### [Listed entries]

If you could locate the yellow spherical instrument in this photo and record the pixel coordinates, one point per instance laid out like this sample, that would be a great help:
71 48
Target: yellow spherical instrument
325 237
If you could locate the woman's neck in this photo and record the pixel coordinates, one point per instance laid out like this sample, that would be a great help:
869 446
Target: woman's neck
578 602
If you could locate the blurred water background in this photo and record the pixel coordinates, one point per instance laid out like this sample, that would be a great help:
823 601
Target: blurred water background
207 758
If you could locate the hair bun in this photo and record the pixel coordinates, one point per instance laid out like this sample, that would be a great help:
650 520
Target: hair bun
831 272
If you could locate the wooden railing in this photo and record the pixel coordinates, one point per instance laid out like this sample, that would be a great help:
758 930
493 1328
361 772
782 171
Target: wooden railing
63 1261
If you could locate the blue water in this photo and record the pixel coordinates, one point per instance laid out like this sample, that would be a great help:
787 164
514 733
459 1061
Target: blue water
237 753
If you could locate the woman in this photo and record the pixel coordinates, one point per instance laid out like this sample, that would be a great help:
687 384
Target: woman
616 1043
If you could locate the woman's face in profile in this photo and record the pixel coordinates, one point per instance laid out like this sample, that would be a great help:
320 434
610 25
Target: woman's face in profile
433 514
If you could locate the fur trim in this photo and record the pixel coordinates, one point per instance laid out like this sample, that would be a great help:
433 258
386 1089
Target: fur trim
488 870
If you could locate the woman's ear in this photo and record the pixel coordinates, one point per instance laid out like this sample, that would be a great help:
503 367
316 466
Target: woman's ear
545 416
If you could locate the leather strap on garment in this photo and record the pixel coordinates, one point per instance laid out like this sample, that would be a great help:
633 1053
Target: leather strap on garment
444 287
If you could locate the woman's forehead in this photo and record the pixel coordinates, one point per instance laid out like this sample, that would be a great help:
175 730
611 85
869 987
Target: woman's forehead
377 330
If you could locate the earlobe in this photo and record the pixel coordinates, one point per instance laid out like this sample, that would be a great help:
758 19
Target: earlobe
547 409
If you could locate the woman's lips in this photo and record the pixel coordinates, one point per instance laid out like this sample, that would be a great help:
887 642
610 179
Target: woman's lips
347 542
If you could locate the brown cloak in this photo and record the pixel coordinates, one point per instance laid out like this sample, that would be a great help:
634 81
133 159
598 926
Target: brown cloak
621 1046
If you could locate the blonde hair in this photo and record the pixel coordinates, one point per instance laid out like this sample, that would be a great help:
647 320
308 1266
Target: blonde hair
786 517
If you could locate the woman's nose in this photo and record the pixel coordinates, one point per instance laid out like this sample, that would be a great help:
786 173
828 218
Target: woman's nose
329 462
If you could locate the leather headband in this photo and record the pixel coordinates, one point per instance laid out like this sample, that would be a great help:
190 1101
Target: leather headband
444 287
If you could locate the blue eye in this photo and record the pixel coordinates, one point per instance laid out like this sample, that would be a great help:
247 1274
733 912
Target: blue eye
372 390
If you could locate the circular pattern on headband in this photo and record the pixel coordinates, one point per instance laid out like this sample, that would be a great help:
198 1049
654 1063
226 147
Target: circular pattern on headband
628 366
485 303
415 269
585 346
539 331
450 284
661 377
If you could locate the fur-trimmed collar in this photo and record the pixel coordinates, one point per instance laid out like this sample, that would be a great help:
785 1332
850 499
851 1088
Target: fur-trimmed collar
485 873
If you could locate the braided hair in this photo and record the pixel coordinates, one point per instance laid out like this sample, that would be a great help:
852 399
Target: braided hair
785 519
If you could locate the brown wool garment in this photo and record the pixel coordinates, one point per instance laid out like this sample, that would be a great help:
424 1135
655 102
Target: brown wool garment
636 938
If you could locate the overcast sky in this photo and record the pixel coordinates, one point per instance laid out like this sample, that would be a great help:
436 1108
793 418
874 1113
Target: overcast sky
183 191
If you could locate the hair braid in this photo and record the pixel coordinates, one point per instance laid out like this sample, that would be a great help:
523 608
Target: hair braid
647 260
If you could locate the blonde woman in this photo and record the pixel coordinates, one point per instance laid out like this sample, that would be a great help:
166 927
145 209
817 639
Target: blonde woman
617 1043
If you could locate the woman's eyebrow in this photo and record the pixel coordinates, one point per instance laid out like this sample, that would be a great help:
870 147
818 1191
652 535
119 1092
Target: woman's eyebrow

### [Problem to work on]
In full and without changes, copy the entries above.

### [Result of this exercise]
If you could locate the yellow spherical instrument in this photo and record the pixel coordinates, one point per instance laid out like this sample, that would be a great help:
71 48
Target: yellow spherical instrument
325 237
If you could locate the woman's neck in this photo and record the pixel coordinates, one point per instance laid out like this sample, that would be a great help:
869 446
Target: woman's neck
578 602
If you could locate the blurred water background in this photo and record the pixel coordinates, one point per instance laid out like this sample, that would be a great help:
823 601
Target: blurred water background
207 758
If you could locate the hair bun in this photo and record the pixel coordinates, one point per instance laid out like this sample, that would be a great help:
650 520
Target: hair bun
831 272
If you could locate the wooden railing in this photo and record the pixel coordinates, one point per instance laid out like this sample, that would be a great help:
758 930
493 1328
361 772
782 171
Target: wooden railing
63 1261
If you could locate the blue water in this photo and record the pixel coordinates, one point per instance laid out like this sample, that would be a great help:
787 164
514 733
459 1061
Target: blue water
237 753
If you could locate the woman in this photo and record the pixel coordinates, one point per instance laid out like this sample, that would be a great help:
687 384
Target: woman
616 1043
If you could locate the woman's face in profile in this photo and record the pixel coordinates, one point per instance laid out like this sample, that would be a great help:
320 434
610 25
Target: woman's face in profile
433 514
If you could locate the fur trim in this photo and record the pixel coordinates, one point per instance laid out like this sample, that would be a great help:
433 258
386 1089
Target: fur trim
488 870
If you could locate the woman's ear in this photo and record the pixel coordinates, one point per instance laid out like this sample, that would be a great help:
503 367
316 466
Target: woman's ear
545 416
If you could locate the leather strap on garment in this photo and record the pixel coordinates, one point per instance laid out like this sample, that would be a great help:
633 1053
Target: leather strap on garment
444 287
If you could locate the woman's forehead in this photo and record the pixel coordinates, one point per instance laid out like this sample, that would be a great help:
175 730
611 85
869 987
Target: woman's forehead
377 330
If you could locate the earlobe in this photo and record the pixel coordinates, one point per instance laid out like this sample, that would be a great help:
758 19
Target: earlobe
547 409
If you could locate the woman's lips in this photo and record the pixel coordinates, one point per instance laid out like this sample, that would be a great help:
887 642
610 179
Target: woman's lips
347 542
If you could locate the brown cloak in this photo and record the pixel coordinates, one point per instance laid out like this sample, that would be a great help:
634 81
133 159
598 926
Target: brown cloak
621 1046
If you could locate the blonde hair in this photo and record the pixel coordinates, one point per instance laid out like this sample, that would be a great help:
647 320
308 1266
Target: blonde hair
786 517
If you could locate the woman's nose in this photo and record the pixel coordinates, one point per instance laid out like this sample, that would be a great help:
786 173
828 218
Target: woman's nose
329 462
If you could locate the leather headband in this photo and record the pixel coordinates, one point per instance laid out like this sample, that would be a great help:
190 1101
Target: leather headband
444 287
If you could locate the blue eye in this photo and record the pixel coordinates, one point per instance laid out like this sample, that would be a great help:
247 1274
733 912
Target: blue eye
372 390
If you could locate the circular pattern on headband in this photo and record the pixel coordinates, one point per instance laid out like this sample, that would be a great help:
198 1049
654 1063
226 147
Target: circular pattern on headband
628 366
485 303
415 269
585 346
539 331
450 284
661 377
If you could locate the fur-trimmed collar in this photo and record the pixel coordinates, one point per instance laid out like this sample, that would be a great help:
785 1332
850 499
851 1088
Target: fur-trimmed collar
485 873
If you could locate the braided hair in this photo and record the pixel coordinates, one point per instance laid out like this sample, that would be a great help:
852 399
Target: braided hair
785 519
If you could locate the brown wool garment in this photo and record the pixel coordinates, one point per instance laid out like this sample, that would be a great help:
424 1135
655 102
Target: brown wool garment
636 938
If you could locate the overcast sky in this photo and record the pixel coordinates, one point per instance laid out like this sample, that would be a great help:
436 1108
793 418
874 1113
Target: overcast sky
183 191
If you could locate the hair braid in this photo and record the pixel coordinates, one point per instance laid out like this sample, that would be a great help:
523 608
Target: hair braid
647 260
If you could locate the blonde woman in this photo and record the pixel coordinates, one point per instance laid out like this sample, that would be a great help:
166 927
145 209
817 639
Target: blonde woman
617 1043
If you could locate the woman's eyebrow in this photo and record the pixel coordinates, one point per instance laid out like this sample, that would be a great help:
870 147
818 1191
652 535
119 1092
Target: woman's eyebrow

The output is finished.